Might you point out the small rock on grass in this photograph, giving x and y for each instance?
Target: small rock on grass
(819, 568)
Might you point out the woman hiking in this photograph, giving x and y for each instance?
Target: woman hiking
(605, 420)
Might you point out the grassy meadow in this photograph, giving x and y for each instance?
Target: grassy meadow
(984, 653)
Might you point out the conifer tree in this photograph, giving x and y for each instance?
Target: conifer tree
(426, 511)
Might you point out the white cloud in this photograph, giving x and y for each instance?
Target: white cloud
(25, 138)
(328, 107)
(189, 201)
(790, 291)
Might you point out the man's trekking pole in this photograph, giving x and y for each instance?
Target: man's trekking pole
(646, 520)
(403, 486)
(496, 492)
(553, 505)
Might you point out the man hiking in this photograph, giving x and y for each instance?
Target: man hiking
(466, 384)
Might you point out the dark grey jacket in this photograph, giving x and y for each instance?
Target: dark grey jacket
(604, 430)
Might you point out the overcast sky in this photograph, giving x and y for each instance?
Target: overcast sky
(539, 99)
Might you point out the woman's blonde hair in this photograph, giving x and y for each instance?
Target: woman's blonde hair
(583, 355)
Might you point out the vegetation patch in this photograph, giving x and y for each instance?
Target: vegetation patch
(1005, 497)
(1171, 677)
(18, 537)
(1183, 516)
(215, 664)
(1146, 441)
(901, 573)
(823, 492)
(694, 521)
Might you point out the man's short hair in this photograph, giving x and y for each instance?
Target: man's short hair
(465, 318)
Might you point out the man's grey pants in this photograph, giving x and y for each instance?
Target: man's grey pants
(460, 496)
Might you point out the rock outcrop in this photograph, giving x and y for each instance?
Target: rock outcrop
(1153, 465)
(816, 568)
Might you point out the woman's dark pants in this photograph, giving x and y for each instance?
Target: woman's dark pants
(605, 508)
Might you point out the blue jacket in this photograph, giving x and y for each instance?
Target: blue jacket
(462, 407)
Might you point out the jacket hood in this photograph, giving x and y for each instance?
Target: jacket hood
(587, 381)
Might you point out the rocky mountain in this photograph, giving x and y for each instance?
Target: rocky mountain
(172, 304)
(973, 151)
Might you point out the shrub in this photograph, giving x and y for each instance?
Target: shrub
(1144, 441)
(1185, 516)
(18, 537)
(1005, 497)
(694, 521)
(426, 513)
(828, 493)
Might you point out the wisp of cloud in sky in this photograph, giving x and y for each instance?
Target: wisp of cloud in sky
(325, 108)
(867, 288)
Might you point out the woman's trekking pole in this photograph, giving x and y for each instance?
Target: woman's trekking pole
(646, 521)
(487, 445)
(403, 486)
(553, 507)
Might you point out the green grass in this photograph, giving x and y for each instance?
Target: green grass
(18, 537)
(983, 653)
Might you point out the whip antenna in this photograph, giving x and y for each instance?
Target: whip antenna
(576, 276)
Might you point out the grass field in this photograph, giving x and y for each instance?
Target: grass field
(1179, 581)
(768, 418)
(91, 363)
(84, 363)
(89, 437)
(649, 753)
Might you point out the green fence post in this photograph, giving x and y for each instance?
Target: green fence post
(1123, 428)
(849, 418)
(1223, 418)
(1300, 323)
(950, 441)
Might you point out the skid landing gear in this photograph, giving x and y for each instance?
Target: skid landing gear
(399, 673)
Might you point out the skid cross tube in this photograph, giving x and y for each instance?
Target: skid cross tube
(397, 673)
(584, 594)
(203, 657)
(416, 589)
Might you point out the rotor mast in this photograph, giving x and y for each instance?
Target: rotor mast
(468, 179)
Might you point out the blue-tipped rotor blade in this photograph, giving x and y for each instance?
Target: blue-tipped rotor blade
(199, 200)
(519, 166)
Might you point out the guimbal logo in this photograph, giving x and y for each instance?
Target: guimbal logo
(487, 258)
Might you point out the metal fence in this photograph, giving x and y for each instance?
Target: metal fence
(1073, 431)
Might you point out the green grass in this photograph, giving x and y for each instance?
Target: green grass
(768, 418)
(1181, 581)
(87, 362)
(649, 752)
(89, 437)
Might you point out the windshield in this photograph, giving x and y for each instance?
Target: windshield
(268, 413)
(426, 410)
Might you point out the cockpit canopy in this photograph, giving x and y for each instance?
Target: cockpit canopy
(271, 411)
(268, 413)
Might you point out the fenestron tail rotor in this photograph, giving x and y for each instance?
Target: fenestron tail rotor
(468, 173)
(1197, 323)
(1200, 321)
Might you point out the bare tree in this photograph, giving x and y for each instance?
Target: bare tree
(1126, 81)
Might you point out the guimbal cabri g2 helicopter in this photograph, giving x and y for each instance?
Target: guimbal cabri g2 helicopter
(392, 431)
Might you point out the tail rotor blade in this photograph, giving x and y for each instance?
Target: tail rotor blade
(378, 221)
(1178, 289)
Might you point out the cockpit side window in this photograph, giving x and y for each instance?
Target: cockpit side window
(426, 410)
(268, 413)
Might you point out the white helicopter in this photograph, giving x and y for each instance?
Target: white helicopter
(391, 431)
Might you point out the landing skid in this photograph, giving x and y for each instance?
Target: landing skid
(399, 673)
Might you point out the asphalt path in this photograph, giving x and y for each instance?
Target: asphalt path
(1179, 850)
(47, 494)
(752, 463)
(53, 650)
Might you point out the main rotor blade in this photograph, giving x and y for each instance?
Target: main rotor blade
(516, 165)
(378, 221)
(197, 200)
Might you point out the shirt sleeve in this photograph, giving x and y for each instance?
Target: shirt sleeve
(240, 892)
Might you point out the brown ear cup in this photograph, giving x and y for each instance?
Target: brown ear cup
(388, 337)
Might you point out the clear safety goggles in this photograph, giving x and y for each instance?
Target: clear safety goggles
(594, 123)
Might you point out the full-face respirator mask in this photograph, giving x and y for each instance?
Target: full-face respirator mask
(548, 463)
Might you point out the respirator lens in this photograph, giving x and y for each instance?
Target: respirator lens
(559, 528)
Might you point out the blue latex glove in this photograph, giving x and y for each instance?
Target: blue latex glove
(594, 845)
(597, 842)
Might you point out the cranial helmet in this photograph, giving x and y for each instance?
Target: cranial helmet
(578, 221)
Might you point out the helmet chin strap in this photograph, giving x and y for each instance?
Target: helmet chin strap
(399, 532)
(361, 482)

-=-=-=-=-

_Request_
Copy out every line from the one containing "Might you point out the blue latex" down to the end of the listing, shifting each coordinate in the answers by -136 and leaving all other text unchanged.

_Reply_
Might you point out the blue latex glove in this photograph, giving x and y for each instance?
Target: blue latex glove
(458, 709)
(461, 706)
Might you point out the cranial helmet in this photograph, giving x and y for each instance?
Target: cranial helmet
(442, 85)
Might you point out the helmet chin strap in this photograph, giving x and y for each instance?
Target: helmet chin strap
(263, 396)
(225, 346)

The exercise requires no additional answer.